- Consegna 1
Trascrivi parola per parola il passo del testo su Godard che parte dalle parole "Da Godard ci" e si ferma dopo le parole "il materiale documentario.".

Sembrava uno scherzo, come quando Godard ha sinistramente intitolato un film Adieu au langage o quando, decenni prima, gli ultimi cartelli di Week end minacciavano “fin de conte/ fin de cinéma”. Una delle sue ultime trovate, a Cannes 2018, era stata inscenare un'inedita dissolvenza incrociata: mentre il suo cinema diventava sempre più tattile e materico (Le livre d'image), il suo corpo fisico svaniva virtualizzandosi via FaceTime, portando a compimento un'inquietante metamorfosi in immagine. Se si aggiunge che se n'è andato a 91 anni, come Alain Resnais, perché non aspettarsi una trovata cinefila, l'ennesima morte metaforica o al massimo futuribile, come quella di La guerra è finita (Resnais), magari con un bel funerale in cinemascope, che per l'appunto va bene “per i serpenti e i funerali” (Fritz Lang nel Disprezzo di Godard).

Da Godard ci si poteva aspettare proprio di tutto, perché non ha mai smesso di sperimentare. Ha utilizzato tutte le tecnologie disponibili (pellicola, video, digitale) per creare un cinema che è sempre stato anche teoria del cinema e si è costantemente imposto come istanza di rinnovamento, non solo cinematografico, ma anche ideologico. Ha attraversato i generi classici smembrandoli, dal noir (Fino all'ultimo respiro, Una storia americana) alla commedia brillante (La donna è donna) alla fantascienza (Agente Lemmy Caution: missione Alphaville), creando una speciale tessitura tra i poli della finzione e il materiale documentario.

In costante dialogo con le altre arti visive, sia che fossero fumetto (Una storia americana, La Cinese) o pittura (Passion), negli anni '60 ha inventato un'indimenticabile palette autoriale composta da blu, rosso e bianco/giallo (La donna è donna, Il disprezzo, Il bandito delle undici, Una storia americana e Due o tre cose che so di lei), finché il colore è diventato addirittura una categoria a sè (il rosso di Week end).

Certo, il celeberrimo jump cut di Fino all'ultimo respiro non poteva lasciar intuire gli esiti radicali della trilogia finale (Film socialisme, Adieu au langage, Le livre d'image), ma nemmeno, all'epoca, la svolta con il gruppo Dziga Vertov. Forse è stato quello il momento cruciale in cui Godard è apparso nettamente schierato dalla parte dell'avanguardia e votato alla sperimentazione permanente. Senza dubbio lo è stato sin dall'inizio, ma è un fatto assodato che l'avanguardia rischia, col tempo, di venire assimilata e metabolizzata, fino ad essere assorbita dai prodotti di consumo.

[Record di annotazione delle posizioni]
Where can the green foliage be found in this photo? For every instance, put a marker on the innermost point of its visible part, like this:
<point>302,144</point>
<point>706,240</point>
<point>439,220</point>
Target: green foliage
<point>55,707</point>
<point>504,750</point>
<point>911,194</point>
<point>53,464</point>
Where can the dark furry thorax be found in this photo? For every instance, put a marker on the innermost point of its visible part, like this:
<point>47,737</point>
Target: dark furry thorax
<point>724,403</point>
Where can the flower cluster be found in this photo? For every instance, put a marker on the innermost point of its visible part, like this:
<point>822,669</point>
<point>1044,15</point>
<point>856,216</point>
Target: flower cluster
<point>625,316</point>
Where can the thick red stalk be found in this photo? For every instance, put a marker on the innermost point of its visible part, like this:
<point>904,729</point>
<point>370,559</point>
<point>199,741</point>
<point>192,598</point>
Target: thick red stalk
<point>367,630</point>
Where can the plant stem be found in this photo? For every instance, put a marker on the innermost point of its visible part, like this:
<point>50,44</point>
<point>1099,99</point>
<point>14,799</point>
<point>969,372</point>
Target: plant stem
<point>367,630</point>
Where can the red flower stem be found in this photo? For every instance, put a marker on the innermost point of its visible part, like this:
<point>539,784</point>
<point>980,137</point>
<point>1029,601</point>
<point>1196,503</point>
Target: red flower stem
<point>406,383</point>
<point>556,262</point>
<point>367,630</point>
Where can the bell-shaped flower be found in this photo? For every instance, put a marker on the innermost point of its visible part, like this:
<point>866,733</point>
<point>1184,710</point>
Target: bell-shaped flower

- Consegna 2
Nei record, riporta le righe che vanno da quella contenente "Where can the red" fino a quella contenente "<point>556,262</point>", estremi inclusi, sostituendo "red flower stem" con "crimson flower stem" e lasciando invariato tutto il resto.

- Risposta scritta 1
Da Godard ci si poteva aspettare proprio di tutto, perché non ha mai smesso di sperimentare. Ha utilizzato tutte le tecnologie disponibili (pellicola, video, digitale) per creare un cinema che è sempre stato anche teoria del cinema e si è costantemente imposto come istanza di rinnovamento, non solo cinematografico, ma anche ideologico. Ha attraversato i generi classici smembrandoli, dal noir (Fino all'ultimo respiro, Una storia americana) alla commedia brillante (La donna è donna) alla fantascienza (Agente Lemmy Caution: missione Alphaville), creando una speciale tessitura tra i poli della finzione e il materiale documentario.

- Risposta scritta 2
Where can the crimson flower stem be found in this photo? For every instance, put a marker on the innermost point of its visible part, like this:
<point>539,784</point>
<point>980,137</point>
<point>1029,601</point>
<point>1196,503</point>
Target: crimson flower stem
<point>406,383</point>
<point>556,262</point>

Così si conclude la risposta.